- [Task to complete]: Leave out the pictures and repeat everything else in the records exactly.

- [Material provided]:
.....

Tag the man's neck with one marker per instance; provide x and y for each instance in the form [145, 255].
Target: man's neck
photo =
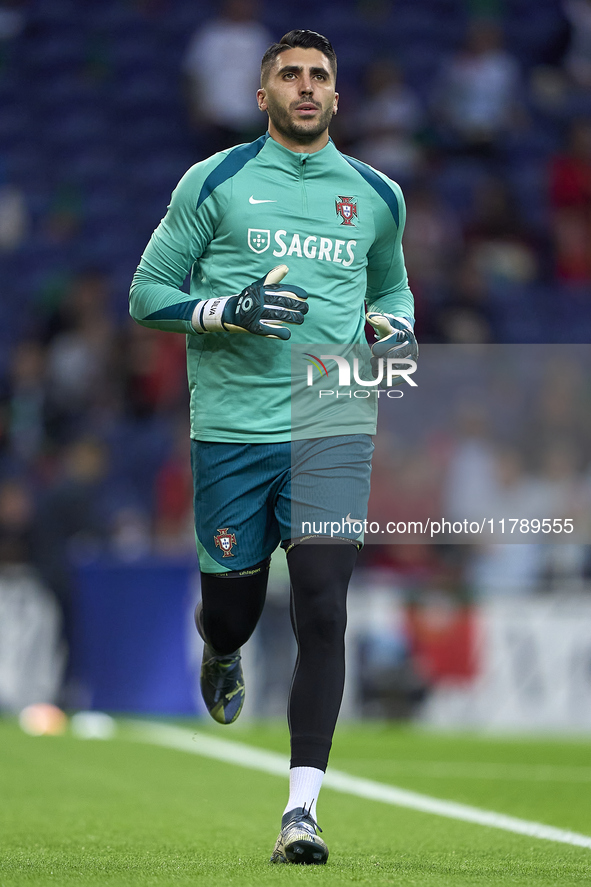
[299, 147]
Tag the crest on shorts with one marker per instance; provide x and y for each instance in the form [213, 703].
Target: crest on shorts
[225, 541]
[259, 239]
[347, 209]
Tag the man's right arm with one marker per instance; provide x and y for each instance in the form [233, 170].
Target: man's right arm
[155, 298]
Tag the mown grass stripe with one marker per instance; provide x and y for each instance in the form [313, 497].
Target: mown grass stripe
[242, 755]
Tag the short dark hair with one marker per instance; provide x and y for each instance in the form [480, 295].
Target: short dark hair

.....

- [Written solution]:
Tag the man's neck with one marker per instance; provide x and y for each instance in the form [145, 255].
Target: man's neck
photo =
[299, 147]
Tag the crest on shorts with one marker per instance; provide x and y for each instance in the form [213, 703].
Target: crest on shorts
[225, 541]
[259, 239]
[347, 209]
Tag the man's right arm with one marker per instance; provide x and y for each instance in the form [233, 170].
Target: man's right arm
[155, 298]
Tag the mown grass stripe with one marker per instance; provide x and y for each instance in the form [313, 497].
Target: mown grass stripe
[242, 755]
Tag the short dark hair with one marker per instance; provide x and y for each instance in the form [480, 295].
Target: short dark hair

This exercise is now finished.